**Dataset content:**
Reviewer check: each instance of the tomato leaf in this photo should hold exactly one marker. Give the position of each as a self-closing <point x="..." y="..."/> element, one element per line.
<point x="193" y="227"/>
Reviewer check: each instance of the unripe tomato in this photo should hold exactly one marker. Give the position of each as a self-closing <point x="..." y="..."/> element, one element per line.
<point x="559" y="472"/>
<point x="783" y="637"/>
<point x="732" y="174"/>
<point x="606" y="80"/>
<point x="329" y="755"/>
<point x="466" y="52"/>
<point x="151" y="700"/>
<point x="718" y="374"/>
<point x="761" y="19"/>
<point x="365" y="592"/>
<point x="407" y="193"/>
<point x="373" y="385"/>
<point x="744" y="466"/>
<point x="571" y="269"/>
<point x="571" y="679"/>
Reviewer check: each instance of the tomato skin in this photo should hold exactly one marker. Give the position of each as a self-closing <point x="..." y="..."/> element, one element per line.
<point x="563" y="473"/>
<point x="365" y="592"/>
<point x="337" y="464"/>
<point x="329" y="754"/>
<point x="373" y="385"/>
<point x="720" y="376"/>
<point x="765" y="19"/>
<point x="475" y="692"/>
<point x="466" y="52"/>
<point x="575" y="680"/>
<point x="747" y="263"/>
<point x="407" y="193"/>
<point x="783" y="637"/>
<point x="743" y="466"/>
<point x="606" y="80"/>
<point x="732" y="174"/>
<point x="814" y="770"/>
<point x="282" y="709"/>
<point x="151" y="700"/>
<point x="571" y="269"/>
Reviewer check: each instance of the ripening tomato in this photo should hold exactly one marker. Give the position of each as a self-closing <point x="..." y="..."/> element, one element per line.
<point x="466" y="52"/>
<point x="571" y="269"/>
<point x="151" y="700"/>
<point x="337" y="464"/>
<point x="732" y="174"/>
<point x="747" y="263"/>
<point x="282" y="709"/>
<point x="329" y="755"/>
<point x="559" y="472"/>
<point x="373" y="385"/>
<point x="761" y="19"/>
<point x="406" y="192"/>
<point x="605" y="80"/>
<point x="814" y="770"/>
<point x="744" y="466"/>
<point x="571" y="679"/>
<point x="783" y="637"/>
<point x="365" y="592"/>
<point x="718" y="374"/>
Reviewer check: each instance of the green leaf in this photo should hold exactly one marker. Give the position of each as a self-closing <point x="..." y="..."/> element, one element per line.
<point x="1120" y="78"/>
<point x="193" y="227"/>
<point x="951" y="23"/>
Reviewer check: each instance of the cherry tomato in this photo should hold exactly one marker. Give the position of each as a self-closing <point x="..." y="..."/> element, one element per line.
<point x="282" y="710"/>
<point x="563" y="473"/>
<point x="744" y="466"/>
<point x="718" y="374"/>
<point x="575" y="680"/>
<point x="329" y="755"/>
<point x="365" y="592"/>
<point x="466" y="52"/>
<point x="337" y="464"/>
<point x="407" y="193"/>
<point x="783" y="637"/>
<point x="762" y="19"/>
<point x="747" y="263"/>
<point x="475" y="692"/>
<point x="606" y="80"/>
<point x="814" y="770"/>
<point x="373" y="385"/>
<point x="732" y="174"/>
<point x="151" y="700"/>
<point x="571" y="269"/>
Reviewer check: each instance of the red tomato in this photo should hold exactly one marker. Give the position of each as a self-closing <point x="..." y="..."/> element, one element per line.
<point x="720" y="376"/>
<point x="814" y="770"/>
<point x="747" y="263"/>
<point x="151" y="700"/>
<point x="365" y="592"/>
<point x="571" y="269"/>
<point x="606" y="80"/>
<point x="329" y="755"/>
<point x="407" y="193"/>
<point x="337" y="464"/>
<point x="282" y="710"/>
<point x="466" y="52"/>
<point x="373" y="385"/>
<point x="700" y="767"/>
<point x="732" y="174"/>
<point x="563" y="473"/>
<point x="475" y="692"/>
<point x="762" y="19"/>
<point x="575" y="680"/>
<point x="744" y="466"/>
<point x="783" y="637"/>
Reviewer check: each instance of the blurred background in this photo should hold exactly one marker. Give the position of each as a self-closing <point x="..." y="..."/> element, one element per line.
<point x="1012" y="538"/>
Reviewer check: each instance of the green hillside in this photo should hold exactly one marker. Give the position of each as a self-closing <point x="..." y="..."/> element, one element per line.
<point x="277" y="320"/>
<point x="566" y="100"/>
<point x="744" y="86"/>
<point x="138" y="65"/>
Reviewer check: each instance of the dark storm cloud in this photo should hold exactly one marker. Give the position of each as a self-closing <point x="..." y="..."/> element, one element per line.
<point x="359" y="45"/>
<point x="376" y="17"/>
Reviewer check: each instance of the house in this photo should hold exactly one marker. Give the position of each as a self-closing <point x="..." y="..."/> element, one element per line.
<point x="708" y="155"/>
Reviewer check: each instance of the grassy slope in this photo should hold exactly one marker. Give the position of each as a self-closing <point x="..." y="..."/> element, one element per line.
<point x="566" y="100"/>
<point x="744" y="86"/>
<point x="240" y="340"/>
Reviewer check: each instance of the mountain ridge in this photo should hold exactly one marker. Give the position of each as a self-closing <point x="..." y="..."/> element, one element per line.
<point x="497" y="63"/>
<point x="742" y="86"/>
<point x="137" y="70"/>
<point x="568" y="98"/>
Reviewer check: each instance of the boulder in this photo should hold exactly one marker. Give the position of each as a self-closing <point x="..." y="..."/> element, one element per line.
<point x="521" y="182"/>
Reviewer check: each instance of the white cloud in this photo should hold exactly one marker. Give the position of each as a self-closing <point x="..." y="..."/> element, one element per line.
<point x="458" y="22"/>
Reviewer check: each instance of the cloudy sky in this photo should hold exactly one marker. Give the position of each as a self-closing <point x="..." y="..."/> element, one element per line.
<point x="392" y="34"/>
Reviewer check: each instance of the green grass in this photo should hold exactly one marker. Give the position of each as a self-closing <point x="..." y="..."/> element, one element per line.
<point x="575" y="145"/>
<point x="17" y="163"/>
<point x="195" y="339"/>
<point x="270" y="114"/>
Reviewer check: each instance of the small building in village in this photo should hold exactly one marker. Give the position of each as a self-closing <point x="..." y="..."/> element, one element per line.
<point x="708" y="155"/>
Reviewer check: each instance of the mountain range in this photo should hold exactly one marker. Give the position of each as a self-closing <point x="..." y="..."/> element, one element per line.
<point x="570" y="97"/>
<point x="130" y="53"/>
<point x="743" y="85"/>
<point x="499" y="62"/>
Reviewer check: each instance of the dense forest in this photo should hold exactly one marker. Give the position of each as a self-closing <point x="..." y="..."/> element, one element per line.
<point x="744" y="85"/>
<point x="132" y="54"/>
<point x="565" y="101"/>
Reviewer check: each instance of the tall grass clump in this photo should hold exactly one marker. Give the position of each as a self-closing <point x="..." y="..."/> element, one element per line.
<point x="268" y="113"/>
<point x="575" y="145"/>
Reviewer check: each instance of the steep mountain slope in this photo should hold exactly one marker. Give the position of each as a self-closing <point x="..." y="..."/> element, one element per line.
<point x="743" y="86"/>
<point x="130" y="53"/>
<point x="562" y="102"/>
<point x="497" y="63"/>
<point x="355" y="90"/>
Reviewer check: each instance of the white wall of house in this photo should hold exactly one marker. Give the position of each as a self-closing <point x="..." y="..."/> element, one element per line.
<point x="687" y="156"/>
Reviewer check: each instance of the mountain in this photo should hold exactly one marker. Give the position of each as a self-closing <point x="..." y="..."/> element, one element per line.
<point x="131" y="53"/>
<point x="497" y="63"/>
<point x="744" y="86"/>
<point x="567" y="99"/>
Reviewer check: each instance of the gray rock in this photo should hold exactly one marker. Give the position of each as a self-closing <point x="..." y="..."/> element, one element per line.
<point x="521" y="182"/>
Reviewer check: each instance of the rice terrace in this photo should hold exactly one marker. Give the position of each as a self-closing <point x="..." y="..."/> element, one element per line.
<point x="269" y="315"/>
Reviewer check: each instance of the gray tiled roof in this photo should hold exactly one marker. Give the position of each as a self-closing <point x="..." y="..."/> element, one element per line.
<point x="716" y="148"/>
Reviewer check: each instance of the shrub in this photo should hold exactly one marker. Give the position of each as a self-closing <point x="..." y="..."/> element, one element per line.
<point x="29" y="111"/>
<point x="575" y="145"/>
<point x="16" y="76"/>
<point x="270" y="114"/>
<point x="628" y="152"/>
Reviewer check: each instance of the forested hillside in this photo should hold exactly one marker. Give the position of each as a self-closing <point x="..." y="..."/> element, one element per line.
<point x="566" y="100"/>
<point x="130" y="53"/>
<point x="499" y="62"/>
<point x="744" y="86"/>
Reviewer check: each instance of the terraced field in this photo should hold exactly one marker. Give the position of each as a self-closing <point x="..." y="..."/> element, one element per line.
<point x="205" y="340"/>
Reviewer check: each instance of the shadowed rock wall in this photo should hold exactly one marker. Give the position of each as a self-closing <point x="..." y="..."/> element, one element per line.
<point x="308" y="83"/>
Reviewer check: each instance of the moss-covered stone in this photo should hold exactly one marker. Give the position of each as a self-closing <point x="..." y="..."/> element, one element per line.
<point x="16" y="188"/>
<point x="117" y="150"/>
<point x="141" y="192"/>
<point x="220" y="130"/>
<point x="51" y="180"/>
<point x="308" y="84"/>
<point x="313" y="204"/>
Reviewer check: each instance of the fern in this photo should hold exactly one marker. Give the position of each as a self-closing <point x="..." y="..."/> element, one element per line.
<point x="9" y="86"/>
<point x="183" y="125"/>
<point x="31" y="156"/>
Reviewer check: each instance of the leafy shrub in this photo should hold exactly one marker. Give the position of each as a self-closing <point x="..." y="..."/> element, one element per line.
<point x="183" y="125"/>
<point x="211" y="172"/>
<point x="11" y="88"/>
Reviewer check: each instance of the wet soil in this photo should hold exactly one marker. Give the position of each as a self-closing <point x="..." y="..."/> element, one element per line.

**Work to complete:**
Begin at the line containing "Reviewer check: each instance of the fern" and reproduce each line through the end of the records above.

**Task solution:**
Reviewer check: each instance of the fern in this photo should hold exactly one marker. Give the position of each as a self-closing <point x="..." y="..."/> element, one element per line.
<point x="9" y="86"/>
<point x="183" y="125"/>
<point x="31" y="156"/>
Reviewer check: each instance of the leafy shrub in this photo should hold exactly one marker. Give the position of each as a self-closing <point x="..." y="..."/> element, one element per line.
<point x="183" y="125"/>
<point x="211" y="172"/>
<point x="11" y="88"/>
Reviewer check: each instance of the wet soil in this photo should hold exactly one marker. Give the position of each as a self-closing <point x="..." y="..."/> element, one element per line.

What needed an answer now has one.